**Actions to take**
1. In the forum thread on the Coriolis effect for a falling object, copy word for word the text between "# Coriolis effect" and "influent in this case?", inclusive.
2. According to the Coriolis forum thread, why does an object dropped from a height drift eastward as it falls? Answer in one to three sentences.
3. Extend the forum thread about the Coriolis effect on a free-falling object, starting after its final post.

**Supplied passage**
# Coriolis effect causes in motion of a free falling object

• I
I don't understand what are the causes of the Coriolis effect for objects moving with respect to Earth. For istance consider an object free falling on the earth from an height $h$. Its tangential velocity its greater than the velocity of an object on the surface of Earth, hence it moves eastward (in the direction of rotation) while falling. But does it end up here? Is a kinematic consideration sufficient to explain completely the Coriolis effect in this case? Or there is something else, like conservation of angular momentum? If so how it is influent in this case?

sophiecentaur
Gold Member
2020 Award
For an object in free fall, the path taken will be along a part of an ellipse, as in any orbit, until it hits the ground. The Coriolis effect would not be 'in addition' to this but could be regarded as a part of it.

Soren4
andrewkirk
Homework Helper
Gold Member
Is a kinematic consideration sufficient to explain completely the Coriolis effect in this case?
Yes, the explanation you have given is sufficient to explain the effect. Angular Momentum does not add anything to the analysis. The analysis could be expressed differently, using angular momentum instead of Newton's equations, but that would be an alternative explanation, not a necessary additional explanation.

**Data section**

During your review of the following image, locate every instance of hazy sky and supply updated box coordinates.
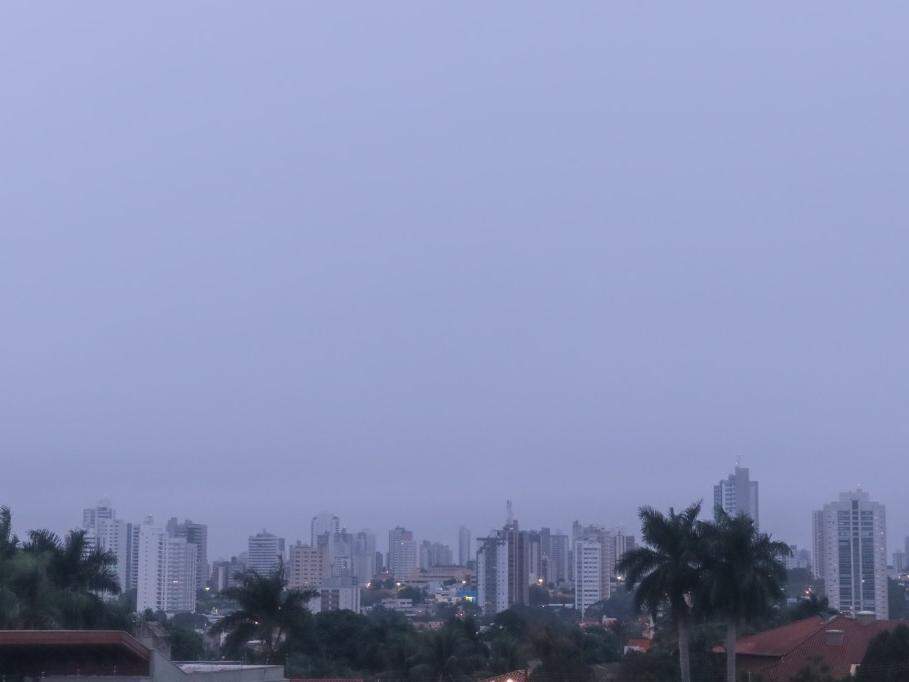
[0,1,909,557]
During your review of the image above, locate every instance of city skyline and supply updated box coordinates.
[0,0,909,580]
[14,462,909,565]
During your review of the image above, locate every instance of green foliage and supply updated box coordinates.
[211,563,315,663]
[856,625,909,682]
[887,578,909,620]
[167,627,207,661]
[0,507,122,628]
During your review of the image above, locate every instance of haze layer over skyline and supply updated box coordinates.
[0,2,909,557]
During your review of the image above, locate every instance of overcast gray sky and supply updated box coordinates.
[0,2,909,556]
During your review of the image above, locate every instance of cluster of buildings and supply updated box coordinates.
[82,500,209,613]
[82,466,909,619]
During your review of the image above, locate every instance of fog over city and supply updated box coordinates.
[0,2,909,558]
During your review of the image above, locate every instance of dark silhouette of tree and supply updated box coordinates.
[856,625,909,682]
[617,503,701,682]
[697,508,791,682]
[211,563,316,663]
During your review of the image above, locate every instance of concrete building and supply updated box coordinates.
[458,526,473,566]
[309,512,341,547]
[812,490,888,620]
[477,531,509,616]
[167,516,211,590]
[546,533,571,585]
[388,526,417,579]
[136,517,197,614]
[311,577,360,613]
[246,529,284,575]
[574,540,606,618]
[713,466,759,526]
[287,542,325,590]
[420,540,454,571]
[353,530,376,585]
[82,507,139,592]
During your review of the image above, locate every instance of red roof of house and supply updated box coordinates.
[717,616,900,682]
[0,630,151,677]
[625,637,653,651]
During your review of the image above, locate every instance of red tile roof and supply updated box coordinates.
[715,616,900,682]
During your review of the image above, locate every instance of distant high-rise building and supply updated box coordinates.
[458,526,473,566]
[82,500,139,592]
[574,540,604,618]
[713,466,759,526]
[167,516,211,590]
[246,530,284,575]
[287,542,324,590]
[309,512,341,547]
[388,526,417,580]
[477,531,509,616]
[82,499,115,529]
[812,490,888,619]
[547,533,571,585]
[353,530,376,585]
[210,557,246,592]
[420,540,454,571]
[136,517,197,614]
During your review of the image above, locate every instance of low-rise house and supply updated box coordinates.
[714,615,900,682]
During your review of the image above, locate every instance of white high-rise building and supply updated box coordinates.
[458,526,472,566]
[812,490,889,619]
[388,526,417,580]
[353,530,376,585]
[287,542,324,590]
[167,517,211,590]
[574,540,604,618]
[82,500,139,592]
[477,533,508,616]
[246,529,284,575]
[713,466,759,526]
[309,512,341,547]
[136,517,198,614]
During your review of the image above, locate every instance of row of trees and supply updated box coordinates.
[0,507,132,629]
[618,503,790,682]
[212,569,620,680]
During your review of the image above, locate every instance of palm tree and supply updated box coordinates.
[211,562,317,663]
[617,502,701,682]
[700,508,791,682]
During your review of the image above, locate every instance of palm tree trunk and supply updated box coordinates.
[676,618,691,682]
[726,618,736,682]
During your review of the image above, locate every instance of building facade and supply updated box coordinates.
[458,526,473,566]
[812,490,889,619]
[388,526,418,579]
[574,540,605,618]
[136,517,197,614]
[477,532,509,616]
[246,529,284,575]
[713,466,759,526]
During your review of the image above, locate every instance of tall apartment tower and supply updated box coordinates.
[547,532,571,585]
[574,540,604,618]
[309,512,341,547]
[713,465,759,526]
[812,490,888,619]
[82,500,139,592]
[458,526,473,566]
[136,517,197,614]
[388,526,417,580]
[246,530,284,575]
[353,530,377,585]
[477,531,509,616]
[167,516,211,590]
[287,542,324,590]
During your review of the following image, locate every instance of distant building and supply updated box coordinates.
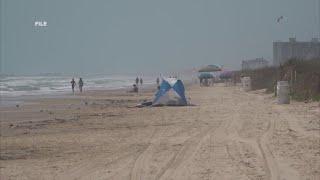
[273,38,320,66]
[242,58,269,70]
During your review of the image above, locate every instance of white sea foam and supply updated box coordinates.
[0,75,155,97]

**Results in order**
1.
# Coriolis effect causes in motion of a free falling object

• I
I don't understand what are the causes of the Coriolis effect for objects moving with respect to Earth. For istance consider an object free falling on the earth from an height $h$. Its tangential velocity its greater than the velocity of an object on the surface of Earth, hence it moves eastward (in the direction of rotation) while falling. But does it end up here? Is a kinematic consideration sufficient to explain completely the Coriolis effect in this case? Or there is something else, like conservation of angular momentum? If so how it is influent in this case?

2. The falling object starts with a greater tangential velocity than an object on Earth's surface. Because of this, it moves eastward, in the direction of Earth's rotation, while it falls.

3.
Soren4
For an object in free fall, the path taken will be along a part of an ellipse, as in any orbit, until it hits the ground. The Coriolis effect would not be 'in addition' to this but could be regarded as a part of it.
Yes, the explanation you have given is sufficient to explain the effect. Angular Momentum does not add anything to the analysis. The analysis could be expressed differently, using angular momentum instead of Newton's equations, but that would be an alternative explanation, not a necessary additional explanation.
Thanks for your answers! Would anyone be so kind as to give some further explanations about how angular momentum affects this phenomenon (deflection of free falling object as seen from Earth)? I get confused between the kinematic explanation and the conservation of angular momentum one, maybe this would help to make things clearer. Thanks in advice for your help.

sophiecentaur
Gold Member
2020 Award
There is no "deflection'. What happens is that the place the object arrives is not where you'd expect, because the Earth is spinning underneath. The Coriolis "force" is not a real force. it is just a fiction that's used for convenience. The path of the falling object in the inertial frame would be the same with or without the Earth's rotation.

Soren4
andrewkirk
Homework Helper
Gold Member
Would anyone be so kind as to give some further explanations about how angular momentum affects this phenomenon (deflection of free falling object as seen from Earth)? I get confused between the kinematic explanation and the conservation of angular momentum one, maybe this would help to make things clearer.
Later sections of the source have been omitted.